Text shown ▸
So here’s a question: how high can a bird fly? Well, there is an exclusive club of birds that can get over 8Km up. They include a Crow, a Goose, and a Crane. But the bird that beats them all has a record confirmed height of 11.3Km, and that bird is Ruppell’s Vulture.
We know for a fact this Vulture can get that high because in 1973 a commercial airliner sucked one into its jets while cruising at that altitude. The plane managed an emergency landing without loss of life. Well … except the bird. It got eviscerated.
But that’s pretty amazing. People can’t even get to the top of Mt Everest, a pitiful 8Km into the sky without needing oxygen. These birds go another three like it ain’t no thing. So what’s going on?
The trick lies in their haemoglobin. They have a special kind of protein in their blood that is basically a magnet for oxygen. So much so, that even under low pressure they have no trouble drawing what they need from the thin air.
Now, you may know that like most eagles and vultures, they’re able to get so high because they ride thermal currents: huge columns of hot air that rise off the warmed earth into the upper atmosphere. But the better question, is why do they go so high? They’ve got great eyesight and all, but let’s be honest, they ain’t seeing anything on the ground from up there.

Well, as you may also know, vultures are scavengers, they feed on the flesh of the dead. So, they tend to ominously follow herds of animals. That means, wherever the herd goes, they go. So sometimes they need to migrate long distances. But all that flapping can be a real hassle. You know what’s better? Getting swept up in a thermal current as high as it will go and then just gliding back to earth. Using this tactic Ruppell’s Vulture can travel miles without so much as a flap of a wing. If they time it right, they can even glide from one thermal to the next and ride them like a rollercoaster, up and down the whole way to where they need to go.

Data listing ▸
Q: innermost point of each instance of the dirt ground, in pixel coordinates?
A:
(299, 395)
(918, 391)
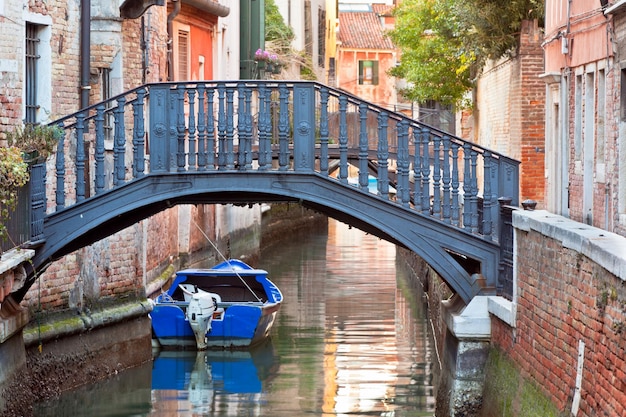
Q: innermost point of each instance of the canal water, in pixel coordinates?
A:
(351, 339)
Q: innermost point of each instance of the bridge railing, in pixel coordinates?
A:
(282, 126)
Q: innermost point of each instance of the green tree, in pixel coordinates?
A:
(445, 43)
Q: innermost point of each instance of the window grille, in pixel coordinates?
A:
(30, 81)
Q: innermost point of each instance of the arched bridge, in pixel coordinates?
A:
(263, 141)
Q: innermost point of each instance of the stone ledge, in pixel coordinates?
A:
(469, 321)
(503, 309)
(603, 247)
(12, 258)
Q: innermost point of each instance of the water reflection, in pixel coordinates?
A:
(351, 339)
(199, 383)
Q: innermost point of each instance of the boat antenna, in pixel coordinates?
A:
(227, 261)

Try it ▸
Rewrite the text on Ruppell's Vulture, everything from "But that’s pretty" down to "from up there.", substituting "rising air currents" for "thermal currents".

Exercise result ▸
But that’s pretty amazing. People can’t even get to the top of Mt Everest, a pitiful 8Km into the sky without needing oxygen. These birds go another three like it ain’t no thing. So what’s going on?
The trick lies in their haemoglobin. They have a special kind of protein in their blood that is basically a magnet for oxygen. So much so, that even under low pressure they have no trouble drawing what they need from the thin air.
Now, you may know that like most eagles and vultures, they’re able to get so high because they ride rising air currents: huge columns of hot air that rise off the warmed earth into the upper atmosphere. But the better question, is why do they go so high? They’ve got great eyesight and all, but let’s be honest, they ain’t seeing anything on the ground from up there.